■ What the task asks:
Reproduce word for word the lines from the beginning of the entries to the line with "box: [172, 172, 224, 184]", both included, but none of the pictures.
= = = = =
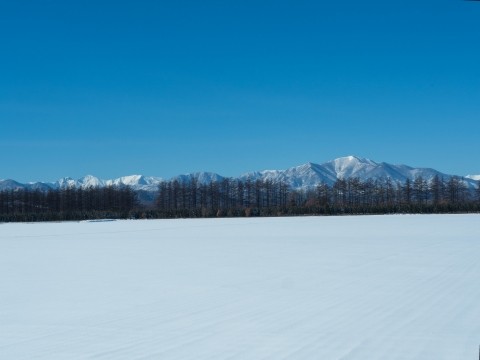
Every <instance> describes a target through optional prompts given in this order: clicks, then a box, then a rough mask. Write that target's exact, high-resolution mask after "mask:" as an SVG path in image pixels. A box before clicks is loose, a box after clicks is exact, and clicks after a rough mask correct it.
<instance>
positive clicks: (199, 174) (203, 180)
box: [172, 172, 224, 184]
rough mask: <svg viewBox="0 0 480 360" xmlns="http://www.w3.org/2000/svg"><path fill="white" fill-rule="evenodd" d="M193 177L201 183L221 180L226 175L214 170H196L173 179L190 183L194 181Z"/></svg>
mask: <svg viewBox="0 0 480 360" xmlns="http://www.w3.org/2000/svg"><path fill="white" fill-rule="evenodd" d="M192 179H195V180H196V181H197V182H198V183H199V184H209V183H211V182H213V181H221V180H223V179H224V177H223V176H221V175H218V174H216V173H212V172H195V173H191V174H183V175H178V176H175V177H174V178H173V179H172V180H177V181H178V182H180V183H188V182H190V181H192Z"/></svg>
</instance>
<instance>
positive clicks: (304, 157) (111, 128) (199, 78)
mask: <svg viewBox="0 0 480 360" xmlns="http://www.w3.org/2000/svg"><path fill="white" fill-rule="evenodd" d="M0 40H1V41H0V126H1V128H0V163H1V165H0V178H14V179H16V180H19V181H32V180H48V181H53V180H56V179H57V178H59V177H62V176H71V177H80V176H83V175H85V174H94V175H96V176H99V177H102V178H113V177H118V176H122V175H128V174H135V173H140V174H145V175H155V176H162V177H170V176H174V175H177V174H180V173H186V172H192V171H198V170H206V171H215V172H218V173H220V174H223V175H232V176H233V175H238V174H240V173H243V172H245V171H249V170H262V169H267V168H287V167H290V166H294V165H299V164H302V163H305V162H308V161H311V162H318V163H321V162H324V161H327V160H330V159H333V158H336V157H340V156H346V155H358V156H362V157H368V158H371V159H373V160H376V161H386V162H391V163H406V164H409V165H412V166H428V167H434V168H436V169H438V170H440V171H443V172H447V173H455V174H460V175H466V174H467V173H480V160H479V154H480V148H479V143H480V141H479V139H480V3H478V2H469V1H462V0H428V1H419V0H415V1H414V0H405V1H387V0H382V1H378V0H373V1H368V0H367V1H353V0H343V1H322V0H319V1H299V0H296V1H278V0H277V1H248V0H242V1H181V0H179V1H153V0H151V1H133V0H132V1H102V0H95V1H88V0H87V1H85V0H82V1H80V0H78V1H75V0H69V1H63V0H58V1H47V0H45V1H33V0H32V1H23V0H16V1H8V0H0Z"/></svg>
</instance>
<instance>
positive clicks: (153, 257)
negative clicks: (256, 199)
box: [0, 215, 480, 360]
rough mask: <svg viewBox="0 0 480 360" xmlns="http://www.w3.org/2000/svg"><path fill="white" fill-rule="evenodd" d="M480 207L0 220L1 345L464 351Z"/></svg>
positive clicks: (365, 351)
mask: <svg viewBox="0 0 480 360" xmlns="http://www.w3.org/2000/svg"><path fill="white" fill-rule="evenodd" d="M479 344H480V216H479V215H432V216H426V215H425V216H358V217H298V218H269V219H258V218H255V219H252V218H250V219H209V220H205V219H198V220H158V221H157V220H156V221H112V222H81V223H75V222H72V223H38V224H0V359H15V360H18V359H29V360H30V359H49V360H53V359H128V360H132V359H195V360H199V359H254V360H256V359H275V360H279V359H316V360H317V359H320V360H324V359H325V360H340V359H343V360H348V359H366V360H375V359H381V360H389V359H422V360H430V359H432V360H433V359H435V360H440V359H452V360H460V359H461V360H468V359H472V360H473V359H478V351H479Z"/></svg>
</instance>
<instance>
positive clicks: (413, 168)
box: [240, 156, 476, 189]
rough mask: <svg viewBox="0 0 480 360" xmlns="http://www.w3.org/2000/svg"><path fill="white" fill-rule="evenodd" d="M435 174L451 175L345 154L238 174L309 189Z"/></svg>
mask: <svg viewBox="0 0 480 360" xmlns="http://www.w3.org/2000/svg"><path fill="white" fill-rule="evenodd" d="M435 175H438V176H439V177H440V178H443V179H444V180H447V179H449V178H450V177H451V176H452V175H448V174H443V173H441V172H439V171H437V170H434V169H429V168H413V167H410V166H407V165H392V164H388V163H385V162H382V163H377V162H375V161H372V160H370V159H364V158H359V157H356V156H346V157H341V158H338V159H335V160H332V161H328V162H326V163H323V164H321V165H318V164H313V163H307V164H304V165H300V166H296V167H293V168H290V169H287V170H264V171H259V172H251V173H247V174H244V175H242V176H241V177H240V178H241V179H244V180H245V179H247V178H250V179H252V180H256V179H261V180H272V181H283V182H285V183H287V184H289V185H290V186H292V187H293V188H297V189H298V188H303V189H309V188H313V187H315V186H316V185H318V184H320V183H322V182H324V183H326V184H329V185H332V184H333V183H334V182H335V181H336V180H337V179H348V178H352V177H358V178H360V179H361V180H366V179H382V178H383V179H386V178H389V179H391V180H392V181H394V182H401V183H403V182H405V181H406V180H407V179H414V178H415V177H417V176H421V177H422V178H424V179H425V180H427V181H430V180H432V179H433V177H434V176H435ZM464 181H465V183H466V184H467V186H468V187H471V188H473V187H475V186H476V182H475V180H474V179H472V178H465V179H464Z"/></svg>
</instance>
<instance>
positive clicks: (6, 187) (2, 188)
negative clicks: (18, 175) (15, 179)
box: [0, 179, 26, 191]
mask: <svg viewBox="0 0 480 360" xmlns="http://www.w3.org/2000/svg"><path fill="white" fill-rule="evenodd" d="M25 187H26V186H25V184H20V183H19V182H17V181H15V180H12V179H5V180H0V191H3V190H16V189H24V188H25Z"/></svg>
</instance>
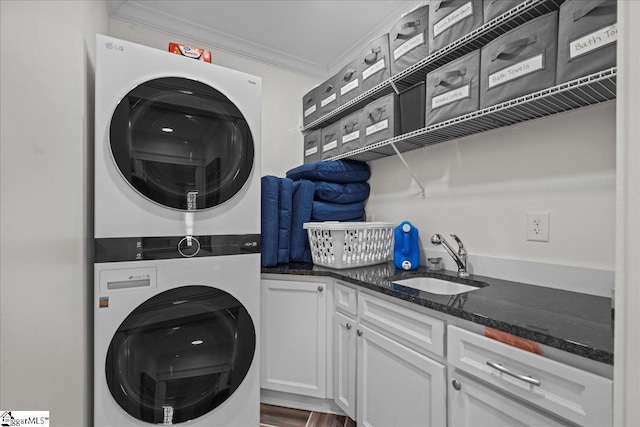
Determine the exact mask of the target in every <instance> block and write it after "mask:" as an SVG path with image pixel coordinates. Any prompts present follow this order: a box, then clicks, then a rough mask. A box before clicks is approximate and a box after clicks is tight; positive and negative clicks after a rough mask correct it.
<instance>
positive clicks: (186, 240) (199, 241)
mask: <svg viewBox="0 0 640 427" xmlns="http://www.w3.org/2000/svg"><path fill="white" fill-rule="evenodd" d="M178 252H180V254H181V255H182V256H183V257H187V258H191V257H193V256H196V255H198V252H200V241H198V239H197V238H195V237H193V236H185V237H184V238H183V239H182V240H180V242H179V243H178Z"/></svg>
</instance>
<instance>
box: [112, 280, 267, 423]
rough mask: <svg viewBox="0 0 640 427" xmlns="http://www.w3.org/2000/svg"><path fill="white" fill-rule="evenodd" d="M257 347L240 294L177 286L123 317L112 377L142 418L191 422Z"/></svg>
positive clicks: (252, 354) (233, 381) (207, 408)
mask: <svg viewBox="0 0 640 427" xmlns="http://www.w3.org/2000/svg"><path fill="white" fill-rule="evenodd" d="M255 347H256V333H255V328H254V325H253V321H252V320H251V317H250V316H249V313H248V312H247V310H246V309H245V308H244V306H243V305H242V304H241V303H240V302H239V301H238V300H237V299H236V298H234V297H233V296H231V295H230V294H228V293H226V292H224V291H222V290H219V289H216V288H211V287H207V286H184V287H180V288H176V289H172V290H169V291H166V292H163V293H161V294H158V295H156V296H154V297H153V298H150V299H149V300H147V301H145V302H144V303H142V304H141V305H140V306H138V307H137V308H136V309H135V310H134V311H133V312H132V313H131V314H130V315H129V316H127V318H126V319H125V320H124V321H123V322H122V324H121V325H120V327H119V328H118V330H117V332H116V333H115V335H114V337H113V339H112V340H111V344H110V345H109V351H108V353H107V360H106V367H105V372H106V377H107V385H108V386H109V390H110V391H111V394H112V396H113V398H114V399H115V400H116V402H118V404H119V405H120V406H121V407H122V409H124V410H125V411H126V412H127V413H128V414H129V415H131V416H133V417H135V418H137V419H138V420H142V421H146V422H148V423H151V424H177V423H181V422H186V421H189V420H193V419H195V418H197V417H200V416H202V415H204V414H206V413H208V412H209V411H211V410H213V409H215V408H216V407H218V406H220V405H222V404H223V403H224V401H225V400H227V399H228V398H229V397H230V396H231V395H232V394H233V392H234V391H235V390H236V389H237V388H238V387H239V386H240V384H241V383H242V381H243V379H244V378H245V376H246V375H247V372H248V371H249V368H250V367H251V362H252V360H253V355H254V353H255Z"/></svg>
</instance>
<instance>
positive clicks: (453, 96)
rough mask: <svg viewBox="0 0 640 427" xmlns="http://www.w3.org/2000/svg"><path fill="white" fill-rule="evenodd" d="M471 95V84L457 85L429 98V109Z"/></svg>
mask: <svg viewBox="0 0 640 427" xmlns="http://www.w3.org/2000/svg"><path fill="white" fill-rule="evenodd" d="M470 95H471V84H468V85H465V86H462V87H459V88H457V89H453V90H450V91H448V92H445V93H443V94H441V95H438V96H434V97H433V98H431V109H432V110H435V109H436V108H440V107H444V106H445V105H447V104H451V103H452V102H456V101H461V100H463V99H465V98H469V96H470Z"/></svg>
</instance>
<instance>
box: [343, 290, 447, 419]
mask: <svg viewBox="0 0 640 427" xmlns="http://www.w3.org/2000/svg"><path fill="white" fill-rule="evenodd" d="M334 295H335V299H334V308H335V312H334V315H333V316H334V318H333V327H334V329H333V339H334V343H333V346H334V361H333V374H334V377H333V386H334V401H335V403H336V404H337V405H338V406H339V407H340V408H341V409H342V410H344V411H345V413H347V415H349V416H350V417H351V418H353V419H355V420H356V421H357V422H358V425H362V426H380V427H388V426H404V427H409V426H444V425H445V424H446V368H445V366H444V365H443V364H442V363H439V362H437V361H435V360H433V359H432V358H430V357H429V356H427V355H426V354H425V353H426V352H425V351H424V347H425V346H427V347H430V348H432V349H436V351H441V349H442V345H443V344H442V343H443V341H444V335H443V329H444V326H443V322H442V321H441V320H439V319H434V318H431V317H429V316H426V315H424V314H423V313H421V312H418V311H413V310H409V309H406V308H404V307H400V306H399V305H396V304H394V303H392V302H389V301H386V300H383V299H381V298H377V297H374V296H371V295H368V294H363V293H357V292H356V290H355V289H352V288H349V287H346V286H343V285H341V284H340V283H336V284H335V287H334ZM356 295H357V310H356V305H355V304H356ZM434 326H435V327H434ZM434 330H435V331H436V332H435V334H434V333H433V332H434ZM438 331H439V332H438ZM425 337H428V338H425ZM405 340H408V341H410V340H414V341H415V343H414V344H412V345H407V344H408V341H405ZM438 341H439V344H438ZM412 347H415V348H412Z"/></svg>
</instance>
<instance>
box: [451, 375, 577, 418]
mask: <svg viewBox="0 0 640 427" xmlns="http://www.w3.org/2000/svg"><path fill="white" fill-rule="evenodd" d="M447 395H448V408H449V426H450V427H466V426H474V427H483V426H486V427H513V426H546V427H553V426H562V425H568V424H566V423H565V424H563V423H562V422H561V421H559V420H557V419H555V418H552V417H551V416H549V415H546V414H545V413H543V412H541V411H539V410H536V409H534V408H533V407H532V406H529V405H526V404H524V403H521V402H519V401H516V400H514V399H512V398H510V397H508V396H507V395H506V394H505V393H501V392H499V391H496V390H494V389H492V388H490V387H487V386H486V385H483V384H482V383H480V382H478V381H475V380H473V379H471V378H470V377H468V376H465V375H464V374H462V373H460V371H458V370H457V369H456V370H453V371H449V390H448V394H447Z"/></svg>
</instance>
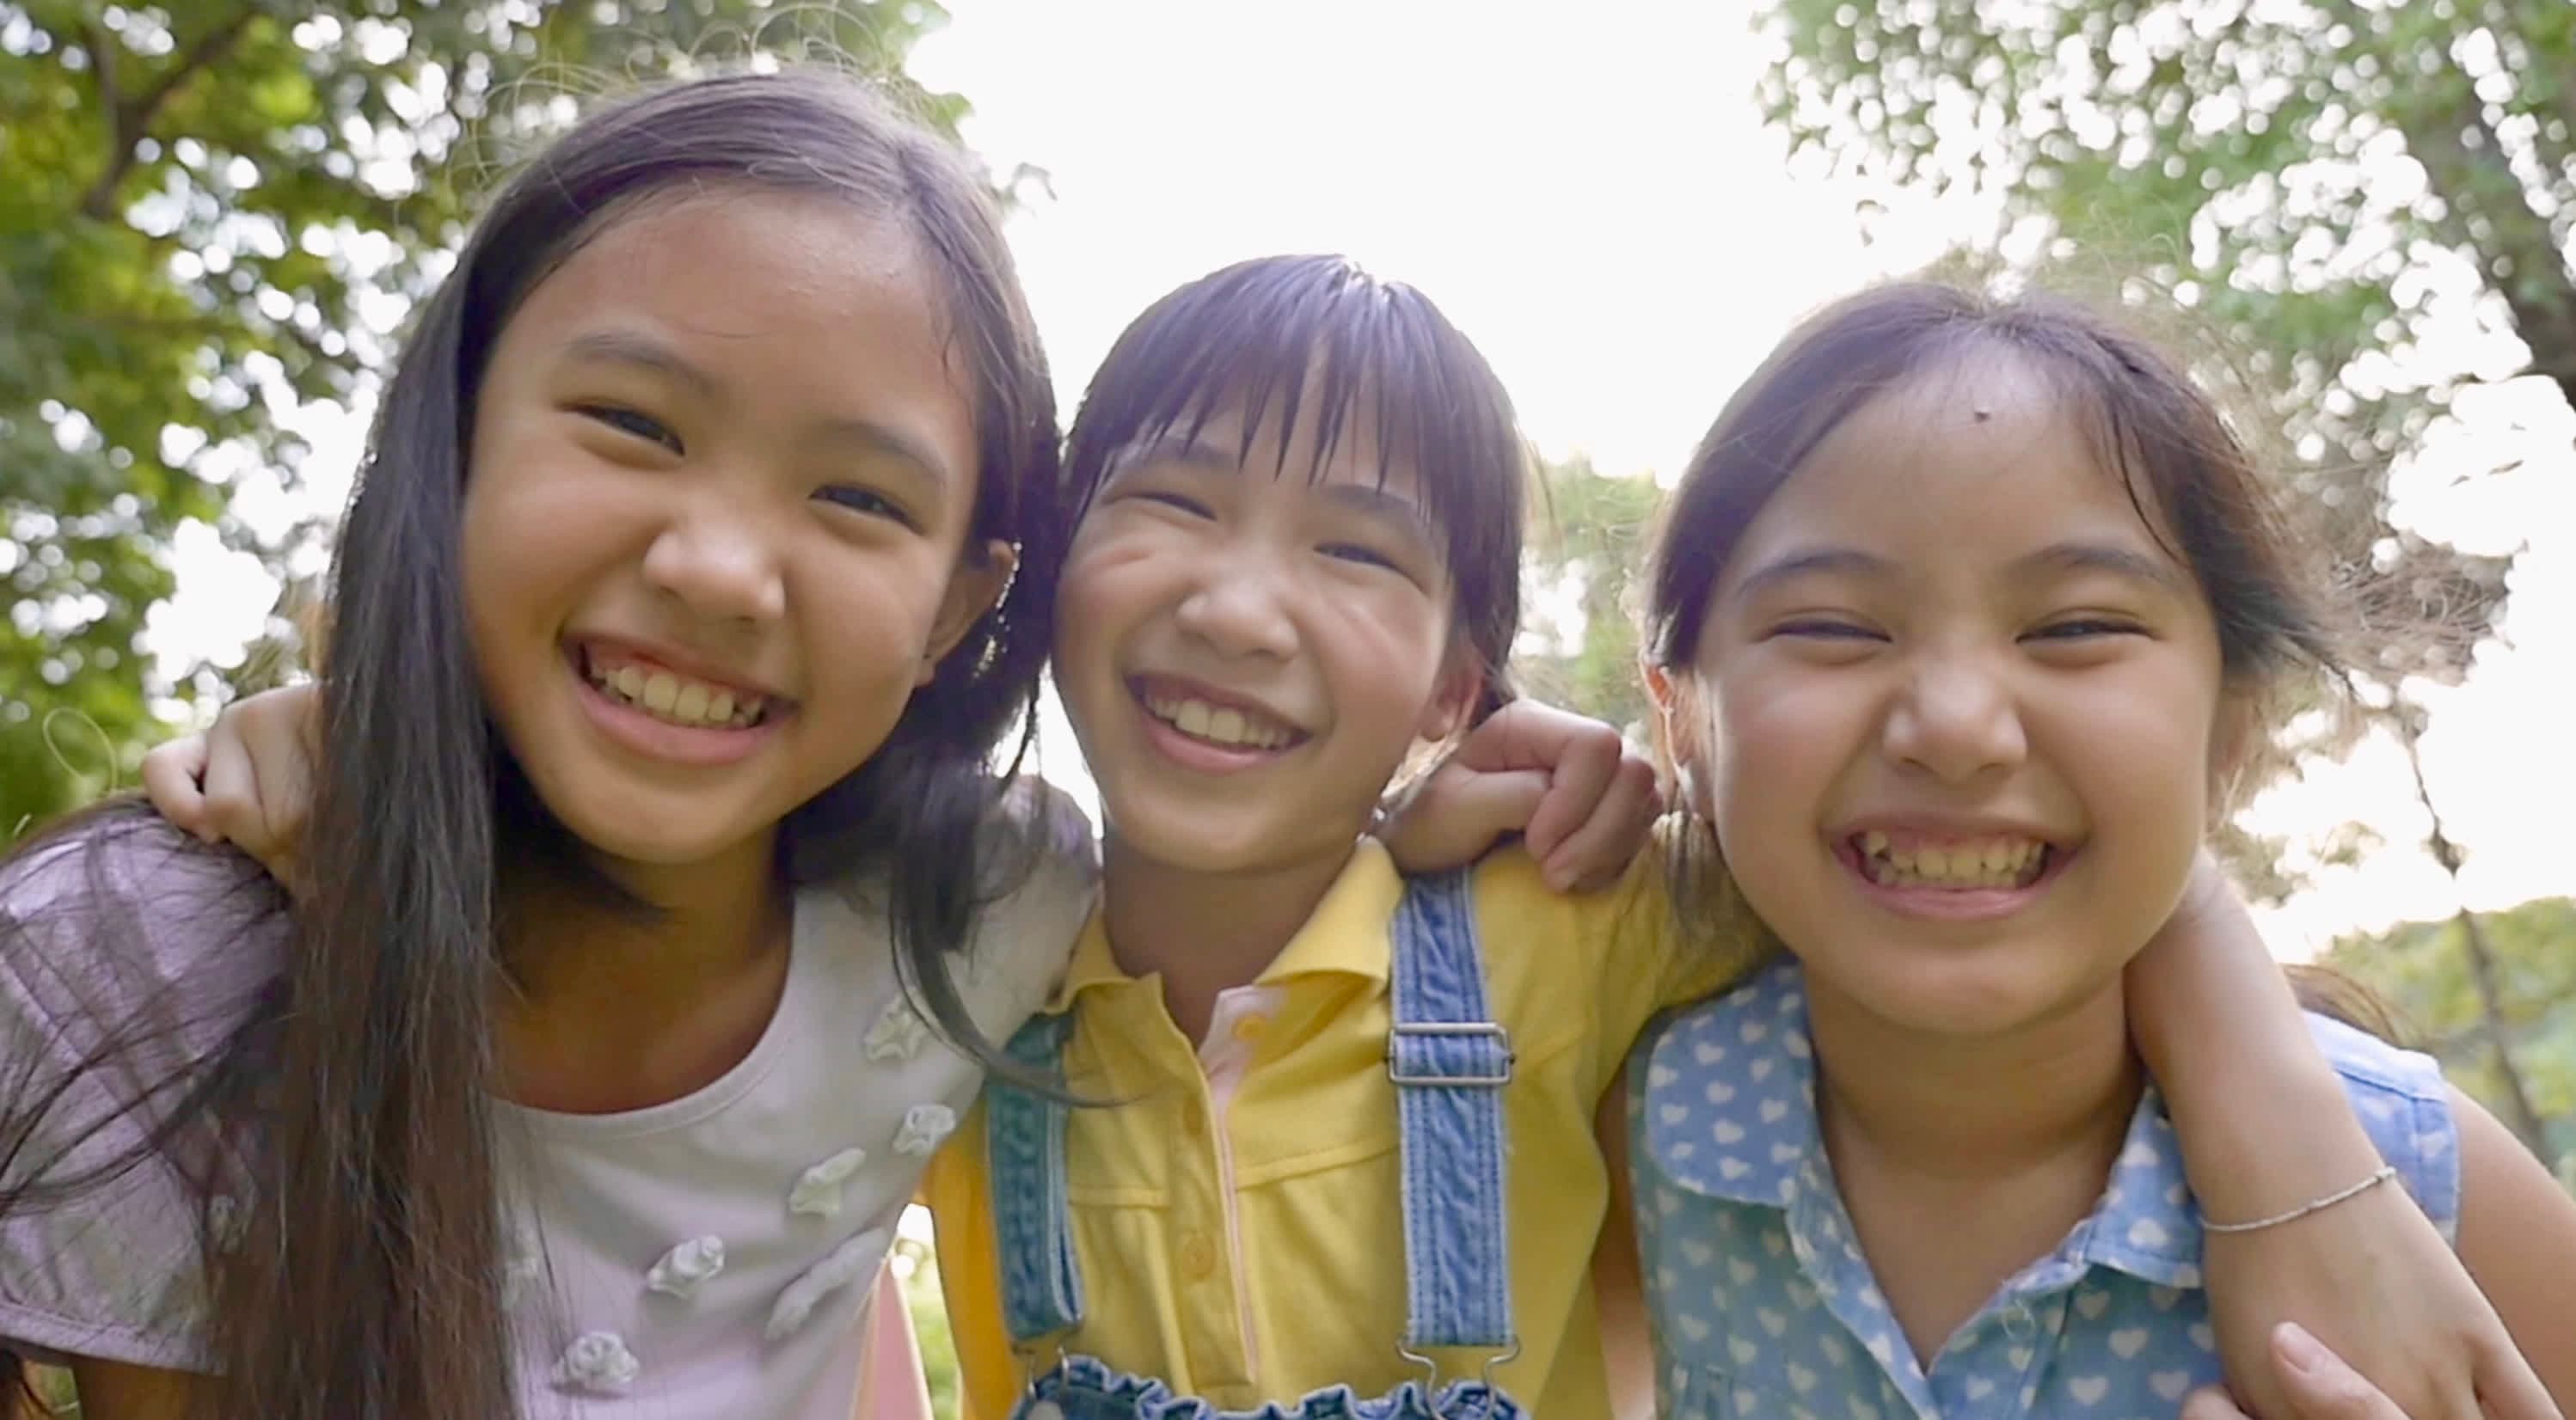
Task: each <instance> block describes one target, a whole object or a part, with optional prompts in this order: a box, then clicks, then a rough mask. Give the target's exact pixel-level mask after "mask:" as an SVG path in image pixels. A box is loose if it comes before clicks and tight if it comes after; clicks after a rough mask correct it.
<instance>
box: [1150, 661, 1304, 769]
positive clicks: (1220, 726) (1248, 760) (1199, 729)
mask: <svg viewBox="0 0 2576 1420" xmlns="http://www.w3.org/2000/svg"><path fill="white" fill-rule="evenodd" d="M1128 696H1133V698H1136V706H1139V709H1141V711H1144V719H1146V727H1149V732H1151V734H1154V740H1157V742H1159V745H1164V747H1167V750H1177V755H1175V758H1180V760H1182V763H1190V765H1193V768H1218V771H1231V768H1249V765H1257V763H1267V760H1273V758H1278V755H1285V753H1291V750H1296V747H1298V745H1303V742H1306V740H1311V737H1314V734H1311V732H1306V729H1303V727H1298V724H1296V722H1291V719H1288V716H1283V714H1278V711H1273V709H1270V706H1262V704H1260V701H1252V698H1247V696H1231V693H1224V691H1216V688H1213V686H1200V683H1195V680H1182V678H1172V675H1136V678H1131V680H1128Z"/></svg>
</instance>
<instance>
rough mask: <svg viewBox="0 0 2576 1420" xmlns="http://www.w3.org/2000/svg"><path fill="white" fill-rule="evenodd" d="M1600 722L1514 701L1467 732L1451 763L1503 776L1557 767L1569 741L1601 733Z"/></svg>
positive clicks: (1577, 715) (1521, 701)
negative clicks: (1537, 768) (1526, 769)
mask: <svg viewBox="0 0 2576 1420" xmlns="http://www.w3.org/2000/svg"><path fill="white" fill-rule="evenodd" d="M1600 729H1602V724H1600V722H1597V719H1584V716H1579V714H1574V711H1561V709H1556V706H1543V704H1538V701H1512V704H1507V706H1502V709H1499V711H1494V714H1489V716H1486V719H1484V724H1479V727H1476V729H1468V732H1466V737H1463V740H1461V742H1458V753H1455V755H1450V763H1455V765H1458V768H1471V771H1486V773H1504V771H1515V768H1556V760H1558V758H1561V755H1564V753H1566V742H1569V740H1577V737H1584V734H1595V732H1600Z"/></svg>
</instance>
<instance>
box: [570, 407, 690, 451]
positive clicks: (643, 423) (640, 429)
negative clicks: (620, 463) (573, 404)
mask: <svg viewBox="0 0 2576 1420" xmlns="http://www.w3.org/2000/svg"><path fill="white" fill-rule="evenodd" d="M580 412H582V417H587V420H592V423H603V425H608V428H613V430H618V433H623V436H629V438H641V441H647V443H659V446H662V448H670V451H672V454H685V448H683V446H680V436H677V433H672V430H670V425H665V423H662V420H657V417H652V415H639V412H634V410H623V407H618V405H580Z"/></svg>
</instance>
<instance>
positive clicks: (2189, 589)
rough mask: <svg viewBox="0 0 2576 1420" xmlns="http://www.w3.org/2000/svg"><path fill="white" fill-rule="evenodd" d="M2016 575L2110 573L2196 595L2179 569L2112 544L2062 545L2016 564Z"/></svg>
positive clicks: (2177, 594) (2170, 591) (2022, 560)
mask: <svg viewBox="0 0 2576 1420" xmlns="http://www.w3.org/2000/svg"><path fill="white" fill-rule="evenodd" d="M2012 570H2014V572H2110V575H2112V577H2128V580H2133V582H2151V585H2159V588H2164V590H2169V593H2177V595H2192V593H2195V588H2192V582H2190V580H2187V577H2184V575H2182V570H2179V567H2174V564H2172V562H2164V559H2159V557H2148V554H2143V552H2136V549H2128V546H2120V544H2110V541H2058V544H2048V546H2043V549H2038V552H2032V554H2025V557H2017V559H2014V562H2012Z"/></svg>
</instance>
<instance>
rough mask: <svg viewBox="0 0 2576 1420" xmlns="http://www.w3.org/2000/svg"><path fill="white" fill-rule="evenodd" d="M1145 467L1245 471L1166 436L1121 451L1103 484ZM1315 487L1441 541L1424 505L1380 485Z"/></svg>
= = = = =
■ Your solution:
Every <instance> describes a target through optional prompts given in this order: clicks, then a box, then a rough mask. Write that target's exact, high-resolution mask after "mask:" as an SVG path in image pixels. A box before clicks is loose, a box after clicks is exact, and clicks after a rough mask correct it.
<instance>
positive clicks: (199, 174) (203, 180)
box: [172, 172, 224, 184]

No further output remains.